» **DATA SUPPLIED**:
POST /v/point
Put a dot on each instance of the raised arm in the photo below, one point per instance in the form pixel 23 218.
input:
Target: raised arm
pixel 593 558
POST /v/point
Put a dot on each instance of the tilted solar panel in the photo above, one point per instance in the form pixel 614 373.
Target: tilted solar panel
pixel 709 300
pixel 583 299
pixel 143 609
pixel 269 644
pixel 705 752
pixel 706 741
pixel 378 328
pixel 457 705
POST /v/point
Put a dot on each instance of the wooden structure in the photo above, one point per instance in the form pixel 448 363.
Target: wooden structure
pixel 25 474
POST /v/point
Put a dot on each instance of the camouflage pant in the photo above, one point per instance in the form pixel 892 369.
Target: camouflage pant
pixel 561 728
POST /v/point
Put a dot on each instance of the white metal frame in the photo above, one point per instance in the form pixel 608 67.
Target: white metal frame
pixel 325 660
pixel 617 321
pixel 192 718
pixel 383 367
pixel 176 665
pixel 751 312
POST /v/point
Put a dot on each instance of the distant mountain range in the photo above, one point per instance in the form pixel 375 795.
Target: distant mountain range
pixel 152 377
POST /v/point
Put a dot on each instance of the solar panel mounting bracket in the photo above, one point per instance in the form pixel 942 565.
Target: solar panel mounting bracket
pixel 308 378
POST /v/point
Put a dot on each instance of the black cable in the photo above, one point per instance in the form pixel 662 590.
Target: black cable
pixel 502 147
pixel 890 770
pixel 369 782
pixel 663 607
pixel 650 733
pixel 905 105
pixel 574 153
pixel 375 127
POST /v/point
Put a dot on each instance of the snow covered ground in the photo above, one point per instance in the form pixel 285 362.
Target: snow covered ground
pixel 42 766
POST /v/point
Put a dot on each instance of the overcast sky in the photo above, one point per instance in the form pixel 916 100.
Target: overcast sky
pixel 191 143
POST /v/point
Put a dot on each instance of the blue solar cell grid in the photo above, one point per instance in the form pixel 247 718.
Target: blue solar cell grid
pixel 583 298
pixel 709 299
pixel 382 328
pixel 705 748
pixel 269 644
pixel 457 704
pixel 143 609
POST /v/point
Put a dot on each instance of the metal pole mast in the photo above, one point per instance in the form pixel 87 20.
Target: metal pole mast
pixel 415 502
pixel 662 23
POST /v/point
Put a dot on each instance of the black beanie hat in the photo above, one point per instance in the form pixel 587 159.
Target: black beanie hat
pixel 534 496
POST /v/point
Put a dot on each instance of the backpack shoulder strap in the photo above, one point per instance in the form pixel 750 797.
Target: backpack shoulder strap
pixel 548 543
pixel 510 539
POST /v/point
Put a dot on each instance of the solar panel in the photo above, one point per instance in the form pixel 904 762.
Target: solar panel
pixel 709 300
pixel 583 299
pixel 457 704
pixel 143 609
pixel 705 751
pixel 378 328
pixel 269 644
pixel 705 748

» **YOUR GOAL**: Every line above has to be restated word for word.

» **RESPONSE AREA**:
POST /v/point
Put a dot on each instance of the raised arm in the photo below, one point per instance in the form pixel 23 218.
input:
Target: raised arm
pixel 593 558
POST /v/point
Put a dot on each instance of the tilted solar panel in the photo above, one point per instance in the form pixel 614 373.
Target: tilted solar panel
pixel 709 300
pixel 583 299
pixel 143 609
pixel 269 644
pixel 705 752
pixel 706 741
pixel 378 328
pixel 457 705
POST /v/point
Put a dot on each instance of the wooden structure in the photo above, one point per instance in the form pixel 448 363.
Target: wooden structure
pixel 25 474
POST /v/point
Put a dot on each instance of the camouflage pant in the photo above, one point per instance in the form pixel 892 369.
Target: camouflage pant
pixel 561 728
POST /v/point
Put a dot on each instance of the white metal frame in the photo above, one point per instance in the form pixel 608 67.
Target: white metal frame
pixel 325 660
pixel 617 321
pixel 192 718
pixel 383 367
pixel 176 665
pixel 751 312
POST /v/point
Put a dot on each instance of the distant mountain range in the photo above, one point per instance in the form pixel 375 795.
Target: distant mountain range
pixel 152 377
POST /v/point
Put a dot on each instance of the solar panel mounting bracket in the photo above, one point per instance in the form pixel 942 565.
Target: solar panel mounting bracket
pixel 308 378
POST /v/point
Put a dot on each instance of the black cable in the photo above, one point per instance in the form pixel 662 590.
Target: black cable
pixel 502 147
pixel 890 770
pixel 369 782
pixel 663 607
pixel 650 733
pixel 905 105
pixel 574 153
pixel 375 127
POST /v/point
Put a dot on each instance of the snow covered ground in the photo above, one point per instance in the form pixel 285 362.
Target: snow covered ground
pixel 42 766
POST /v/point
Put a dot on each instance of the overcast sky in the photo above, one point per instance in the form pixel 916 100.
Target: overcast sky
pixel 191 143
POST /v/point
Put a dot on each instance of the blue solar cell grid in the photo above, one point per instance in the form pixel 247 718.
Target: blue solar cell grid
pixel 583 298
pixel 709 299
pixel 382 328
pixel 705 748
pixel 269 644
pixel 457 704
pixel 143 609
POST /v/point
Put a dot on each instance of the metal pole mast in the photo above, one point per instance in the form pixel 87 20.
Target: metal pole mast
pixel 415 502
pixel 662 23
POST /v/point
Put a dot on each instance of the black beanie hat in the photo above, one point per instance in the form pixel 587 159.
Target: black beanie hat
pixel 534 496
POST /v/point
Put a dot on each instance of the backpack shoulder strap in the photo above, one point per instance in the form pixel 750 797.
Target: backpack shoulder strap
pixel 548 543
pixel 510 539
POST /v/point
Put a dot on each instance of the solar panel in the photo above, one point per instance in the form pixel 904 762.
Target: solar panel
pixel 709 300
pixel 583 299
pixel 457 704
pixel 143 609
pixel 705 751
pixel 378 328
pixel 269 644
pixel 705 748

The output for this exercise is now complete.